Required work: Images appear in the records below; leave them out and repeat everything else exactly.
*** Raw data Section Begins ***
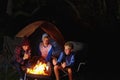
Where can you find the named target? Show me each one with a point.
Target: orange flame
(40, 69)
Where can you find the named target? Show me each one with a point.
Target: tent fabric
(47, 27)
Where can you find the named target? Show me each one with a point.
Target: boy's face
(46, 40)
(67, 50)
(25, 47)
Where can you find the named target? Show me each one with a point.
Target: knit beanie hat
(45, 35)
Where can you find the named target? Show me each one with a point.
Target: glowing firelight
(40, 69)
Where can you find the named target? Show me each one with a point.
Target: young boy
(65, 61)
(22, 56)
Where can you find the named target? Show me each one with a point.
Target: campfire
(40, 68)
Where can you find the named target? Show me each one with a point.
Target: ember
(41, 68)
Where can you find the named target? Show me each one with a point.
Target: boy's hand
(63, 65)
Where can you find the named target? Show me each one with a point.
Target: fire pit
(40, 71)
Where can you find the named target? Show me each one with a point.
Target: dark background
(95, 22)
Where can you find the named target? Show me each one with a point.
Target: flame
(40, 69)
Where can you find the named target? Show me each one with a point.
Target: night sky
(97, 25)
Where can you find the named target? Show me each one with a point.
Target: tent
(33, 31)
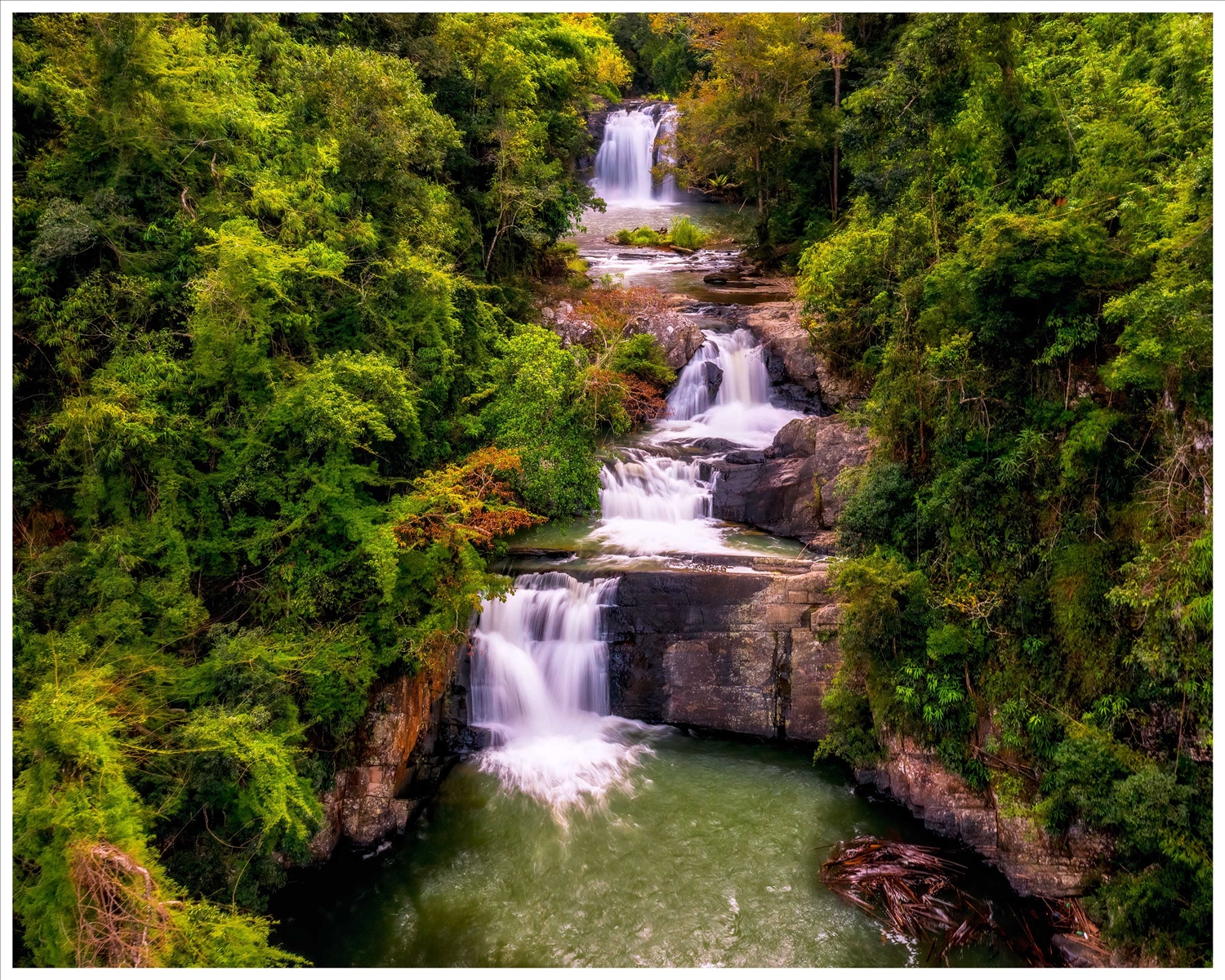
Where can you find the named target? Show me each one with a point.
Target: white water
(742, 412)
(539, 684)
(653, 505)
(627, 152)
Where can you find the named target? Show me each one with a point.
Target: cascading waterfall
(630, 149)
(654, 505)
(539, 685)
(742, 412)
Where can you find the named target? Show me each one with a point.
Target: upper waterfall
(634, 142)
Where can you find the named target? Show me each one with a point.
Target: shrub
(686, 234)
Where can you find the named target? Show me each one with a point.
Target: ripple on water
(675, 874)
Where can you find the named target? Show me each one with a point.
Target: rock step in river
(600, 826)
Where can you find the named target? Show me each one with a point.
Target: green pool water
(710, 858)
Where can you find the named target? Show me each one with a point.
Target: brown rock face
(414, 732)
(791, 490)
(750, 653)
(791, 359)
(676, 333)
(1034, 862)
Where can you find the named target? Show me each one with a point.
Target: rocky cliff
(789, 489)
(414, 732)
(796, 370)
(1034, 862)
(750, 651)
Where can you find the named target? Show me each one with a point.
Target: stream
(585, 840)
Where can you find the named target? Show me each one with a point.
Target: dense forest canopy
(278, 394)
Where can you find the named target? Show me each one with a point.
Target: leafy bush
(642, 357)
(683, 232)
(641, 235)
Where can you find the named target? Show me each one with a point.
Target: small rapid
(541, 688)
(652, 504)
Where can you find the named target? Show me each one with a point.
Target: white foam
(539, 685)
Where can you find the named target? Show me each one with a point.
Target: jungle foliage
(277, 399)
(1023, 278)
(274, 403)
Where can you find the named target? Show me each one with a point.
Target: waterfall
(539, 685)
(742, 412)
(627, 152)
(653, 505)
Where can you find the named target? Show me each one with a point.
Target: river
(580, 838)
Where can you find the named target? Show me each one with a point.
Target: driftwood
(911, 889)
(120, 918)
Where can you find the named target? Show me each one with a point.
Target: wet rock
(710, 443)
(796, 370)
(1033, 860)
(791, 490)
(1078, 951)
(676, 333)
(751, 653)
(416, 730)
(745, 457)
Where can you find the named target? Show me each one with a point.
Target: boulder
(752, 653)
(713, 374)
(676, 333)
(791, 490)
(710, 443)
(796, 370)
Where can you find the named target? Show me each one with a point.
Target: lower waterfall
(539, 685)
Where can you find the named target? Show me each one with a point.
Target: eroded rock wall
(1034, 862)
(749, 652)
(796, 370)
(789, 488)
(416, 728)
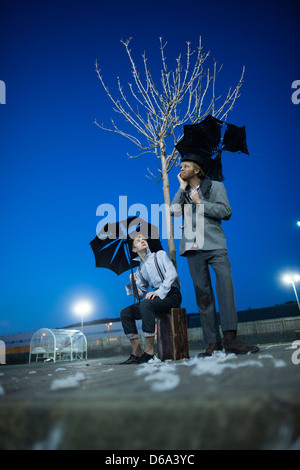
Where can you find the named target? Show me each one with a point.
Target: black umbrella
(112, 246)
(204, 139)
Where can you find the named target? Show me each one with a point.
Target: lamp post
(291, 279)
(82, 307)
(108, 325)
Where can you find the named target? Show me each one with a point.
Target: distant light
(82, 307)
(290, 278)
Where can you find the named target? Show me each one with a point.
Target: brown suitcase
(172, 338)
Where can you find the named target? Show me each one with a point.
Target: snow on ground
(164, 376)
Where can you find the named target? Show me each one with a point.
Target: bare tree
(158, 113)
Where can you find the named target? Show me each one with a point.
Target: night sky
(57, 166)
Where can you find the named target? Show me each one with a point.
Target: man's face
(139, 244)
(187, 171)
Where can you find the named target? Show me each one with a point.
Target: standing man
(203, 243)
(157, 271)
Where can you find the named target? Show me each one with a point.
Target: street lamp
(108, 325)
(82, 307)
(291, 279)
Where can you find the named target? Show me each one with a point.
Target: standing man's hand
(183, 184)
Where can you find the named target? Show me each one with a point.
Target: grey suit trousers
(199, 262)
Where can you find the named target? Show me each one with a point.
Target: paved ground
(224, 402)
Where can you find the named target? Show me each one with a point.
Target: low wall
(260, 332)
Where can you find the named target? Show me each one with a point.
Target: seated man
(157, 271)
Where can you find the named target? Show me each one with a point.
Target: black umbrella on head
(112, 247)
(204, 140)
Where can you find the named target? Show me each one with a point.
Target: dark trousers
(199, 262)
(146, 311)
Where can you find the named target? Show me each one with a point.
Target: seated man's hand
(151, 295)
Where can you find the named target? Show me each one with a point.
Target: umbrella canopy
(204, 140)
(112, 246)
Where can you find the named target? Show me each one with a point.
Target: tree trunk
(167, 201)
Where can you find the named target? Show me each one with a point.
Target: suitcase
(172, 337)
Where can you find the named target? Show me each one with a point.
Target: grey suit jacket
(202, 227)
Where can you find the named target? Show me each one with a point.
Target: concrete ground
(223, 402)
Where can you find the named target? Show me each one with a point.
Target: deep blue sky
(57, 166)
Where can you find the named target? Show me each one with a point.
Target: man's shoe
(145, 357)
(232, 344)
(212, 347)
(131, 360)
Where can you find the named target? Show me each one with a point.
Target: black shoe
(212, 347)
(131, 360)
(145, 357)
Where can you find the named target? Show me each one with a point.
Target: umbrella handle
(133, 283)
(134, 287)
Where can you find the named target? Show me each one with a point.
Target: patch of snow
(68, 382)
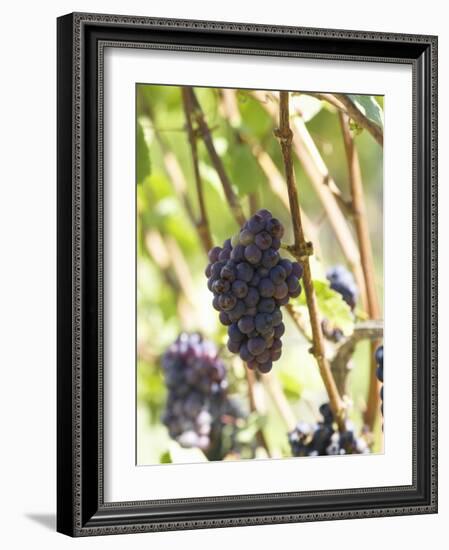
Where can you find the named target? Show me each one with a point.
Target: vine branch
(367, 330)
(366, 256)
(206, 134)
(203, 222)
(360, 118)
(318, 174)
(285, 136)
*** Raw data Section Ends ***
Output of the exercise:
Where can you find the named target? Show me each one with a point.
Target: orange flame
(40, 69)
Where can you find the named target? Show me each one with a point.
Target: tent fabric
(47, 27)
Where can you find the named target? Show me each one with a point.
Target: boy's face
(46, 40)
(67, 50)
(25, 47)
Where can you find the named target? Show me each one with a point.
Target: knit beanie hat
(45, 35)
Where can you find the named target? Show me each one with a point.
Target: glowing firelight
(40, 69)
Where can you find the named target? Show me each one with a point.
Target: young boy
(65, 61)
(22, 56)
Where can you find the named target? Show me each one with a point.
Target: campfire
(40, 68)
Where can you find the named target? Show me each one with a point.
Target: ember
(41, 68)
Where can you find the named target? Show me each one with a point.
Target: boy's hand
(63, 65)
Where can you find the named target? Show me each one with a point.
Target: fire pit
(40, 71)
Where can you find the named target? Show me each one with a point.
Target: dark background
(95, 22)
Where can you find the named target? Show me each one with a point.
Target: flame
(40, 69)
Where can you find the named target? Show me each one with a point.
Target: night sky
(97, 25)
Where can you find the named target? Show me each one with a point.
Target: tent
(33, 31)
Where can you find the named target? Show me each one with a point.
Target: white water
(742, 412)
(539, 684)
(653, 505)
(627, 152)
Where can you find the named target? Show me each one with a point.
Target: cascading waterfall
(630, 149)
(654, 505)
(539, 685)
(742, 412)
Where can you find the named target? Show me each one with a point.
Target: upper waterfall
(634, 142)
Where can you find the named target? Show me each one with a point.
Target: shrub
(686, 234)
Where can you find the named target? Show me each one with a point.
Target: ripple on water
(675, 874)
Where can you find the named target? Show me each one with a point.
Target: rock step in river
(600, 826)
Where can you find the named target? Show me each one with a point.
Target: green pool water
(710, 858)
Where can you find the named target? Show me each one with a point.
Target: brown rock face
(414, 732)
(791, 490)
(750, 653)
(791, 359)
(676, 333)
(1034, 862)
Where can you find the named target? Show me each one with a point.
Target: rocky cliff
(789, 489)
(414, 732)
(796, 370)
(1034, 862)
(750, 651)
Where can you find the named target? Show me each one with a point.
Target: stream
(585, 840)
Where can you find the named target? Show me each one with a point.
Target: dense forest canopy
(278, 394)
Where can you find the named target? Show me each one with a point.
Target: leafy bush
(642, 357)
(683, 232)
(641, 235)
Where can you find the named target? Show me each one with a point.
Target: small rapid
(541, 688)
(652, 504)
Where can you find the named target? Show me each one with a point.
Target: white foam
(539, 685)
Where can you find the named target? Show me each one with a point.
Target: jungle foliage
(277, 399)
(1023, 278)
(274, 403)
Where can you find the named target? Show me each one with a point.
Target: waterfall
(539, 685)
(742, 412)
(627, 152)
(653, 505)
Where can you find the named target? Show me each one with a point.
Target: river
(580, 838)
Where can you find the named target? Show me each one with a point.
Target: driftwood
(911, 889)
(120, 918)
Where can you find the named target? Show me each one with a point.
Target: wet rock
(710, 443)
(796, 370)
(1033, 860)
(791, 490)
(1078, 951)
(676, 333)
(751, 653)
(416, 730)
(745, 457)
Where can you find the named target? Show me each one with a point.
Target: boulder
(752, 653)
(713, 374)
(676, 333)
(791, 490)
(710, 443)
(796, 370)
Where can you find the named target? Show me each one with a point.
Target: lower waterfall
(539, 685)
Where can you find the named target? Show me each one with a point.
Target: eroded rock wall
(1034, 862)
(749, 652)
(796, 370)
(789, 488)
(416, 728)
Where can you find the named target? Show me each one with a point.
Target: black umbrella
(112, 246)
(204, 139)
Where can you find the named target? Show me each one with a point.
Target: lamp post
(291, 279)
(82, 307)
(108, 325)
Where can you find the named target? Show me each one with a point.
Target: distant light
(82, 307)
(290, 278)
Where can you find the named target? Show me each one with a point.
Target: brown suitcase
(172, 338)
Where can you find the named target? Show me each one with a point.
Target: snow on ground
(164, 376)
Where can you find the named target? Show me each one with a point.
Target: bare tree
(158, 113)
Where can you find the named target? Show me each one with a point.
Target: night sky
(57, 166)
Where can you find the named target? Show me each one with a point.
Target: man's face
(139, 244)
(187, 171)
Where can you find the named target? Show me each one with a point.
Target: standing man
(203, 243)
(157, 271)
Where can you find the named target? Show me each one with a point.
Target: street lamp
(108, 325)
(82, 307)
(291, 279)
Where can you find the named target? Show me each one with a point.
Target: standing man's hand
(183, 184)
Where can you find the named target? Show me each one with a point.
Target: grey suit trousers
(199, 262)
Where can you find the named target? Show me each one with a point.
Target: paved ground
(224, 402)
Where can you find the named target? Show me each one with a point.
Target: low wall
(260, 332)
Where can you find the named target? Show me each one with a point.
Target: seated man
(157, 271)
Where can you find the named target? Show me each one with a point.
Target: black umbrella on head
(112, 247)
(204, 140)
Where can you find the named target? Show me each one with a point.
Target: dark trousers
(199, 262)
(146, 311)
Where can you find the named target? Show me each one with a point.
Target: seated man's hand
(151, 295)
Where can you find the named target? Show me each one with a point.
Target: umbrella canopy
(204, 140)
(112, 246)
Where can you find the named target? Show me each one with a point.
Target: tree trunk
(167, 201)
Where can you find the named target? Show me each one with a point.
Target: suitcase
(172, 337)
Where can you find the named target? Show me each one with a point.
Target: grey suit jacket
(202, 227)
Where can you find the named target? Show me each one with a point.
Target: concrete ground
(223, 402)
Where can you find the named target? Show me each one with a point.
Target: deep blue sky
(57, 166)
Where can you find the named target? Show me each one with a point.
Target: man's shoe
(145, 357)
(232, 344)
(212, 347)
(131, 360)
Where can you find the named target? Show me each one with a point.
Target: black shoe
(212, 347)
(131, 360)
(145, 357)
Where can you find the named target? Show me each one with a point.
Target: umbrella handle
(133, 283)
(134, 287)
Where can you find the named target? Show me each one with a point.
Target: patch of snow
(68, 382)
Where can you find the named target? Show me each one with a point.
Target: vine branch
(367, 330)
(366, 256)
(206, 134)
(203, 222)
(360, 118)
(318, 174)
(285, 136)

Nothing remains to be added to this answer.